EXERCISE MATERIALS:
----
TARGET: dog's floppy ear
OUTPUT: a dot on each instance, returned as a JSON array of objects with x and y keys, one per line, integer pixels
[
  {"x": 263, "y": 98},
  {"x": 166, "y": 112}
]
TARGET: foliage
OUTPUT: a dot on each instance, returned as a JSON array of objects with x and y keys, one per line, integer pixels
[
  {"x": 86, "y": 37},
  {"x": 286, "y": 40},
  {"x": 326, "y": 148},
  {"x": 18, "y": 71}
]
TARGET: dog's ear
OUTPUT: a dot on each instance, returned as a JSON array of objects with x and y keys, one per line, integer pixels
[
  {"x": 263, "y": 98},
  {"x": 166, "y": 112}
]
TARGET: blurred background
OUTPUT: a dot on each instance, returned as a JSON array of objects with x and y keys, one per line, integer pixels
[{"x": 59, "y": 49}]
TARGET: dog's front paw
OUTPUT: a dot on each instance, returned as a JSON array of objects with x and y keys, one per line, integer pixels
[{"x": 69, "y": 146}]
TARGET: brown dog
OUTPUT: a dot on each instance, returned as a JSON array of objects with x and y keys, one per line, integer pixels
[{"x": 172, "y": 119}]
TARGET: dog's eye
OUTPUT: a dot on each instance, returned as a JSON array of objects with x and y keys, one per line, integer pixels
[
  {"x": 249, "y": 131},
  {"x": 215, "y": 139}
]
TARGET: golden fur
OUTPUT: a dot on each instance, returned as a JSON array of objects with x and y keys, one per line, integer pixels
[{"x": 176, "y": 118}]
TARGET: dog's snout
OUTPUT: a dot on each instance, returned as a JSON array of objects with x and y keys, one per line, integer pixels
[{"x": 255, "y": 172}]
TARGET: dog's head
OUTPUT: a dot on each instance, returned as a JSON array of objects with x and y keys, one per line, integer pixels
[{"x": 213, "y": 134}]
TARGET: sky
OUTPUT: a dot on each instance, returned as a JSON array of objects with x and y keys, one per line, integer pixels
----
EXERCISE DETAILS: Your response should consist of the data above, duplicated exactly.

WORKED SOLUTION:
TARGET: dog's floppy ear
OUTPUT: a dot on each instance, returned as a JSON array of objects with x and y keys, one per line, integer pixels
[
  {"x": 263, "y": 98},
  {"x": 166, "y": 112}
]
TARGET: foliage
OUTPUT: a dot on each instance, returned as a JSON array of objects with x and y keys, one per line, integer pixels
[
  {"x": 86, "y": 37},
  {"x": 286, "y": 40},
  {"x": 326, "y": 148},
  {"x": 18, "y": 71}
]
TARGET: dog's ear
OUTPUT: a dot on each instance, returned as a JSON array of objects with x and y keys, one per line, integer pixels
[
  {"x": 263, "y": 98},
  {"x": 166, "y": 112}
]
TARGET: blurred background
OUTPUT: a dot on each instance, returned as a JSON array of objects with x and y keys, one per line, integer pixels
[{"x": 59, "y": 49}]
TARGET: dog's front paw
OUTPUT: a dot on each instance, returned as a JSON array of objects with x and y keys, one per line, integer pixels
[{"x": 69, "y": 146}]
TARGET: brown dog
OUTPUT: a dot on each instance, returned as a JSON array of objects with x and y keys, one per line, integer pixels
[{"x": 172, "y": 119}]
TARGET: dog's eye
OUTPUT: a dot on each instance, returned as a JSON array of objects with x and y keys, one per line, integer pixels
[
  {"x": 249, "y": 131},
  {"x": 215, "y": 139}
]
TARGET: golden fur
OUTPUT: a dot on each instance, returned as a JSON array of objects with x and y keys, one per line, integer pixels
[{"x": 176, "y": 118}]
TARGET: dog's snout
OUTPUT: a dot on each instance, returned as a JSON array of objects with x and y keys, one per line, integer pixels
[{"x": 255, "y": 172}]
TARGET: dog's head
OUTPUT: a dot on each instance, returned as a JSON array of objects with x and y keys, one per line, integer pixels
[{"x": 213, "y": 134}]
TARGET: sky
OUTPUT: a dot on each instance, returned as a JSON array of objects with x and y keys, one per line, integer pixels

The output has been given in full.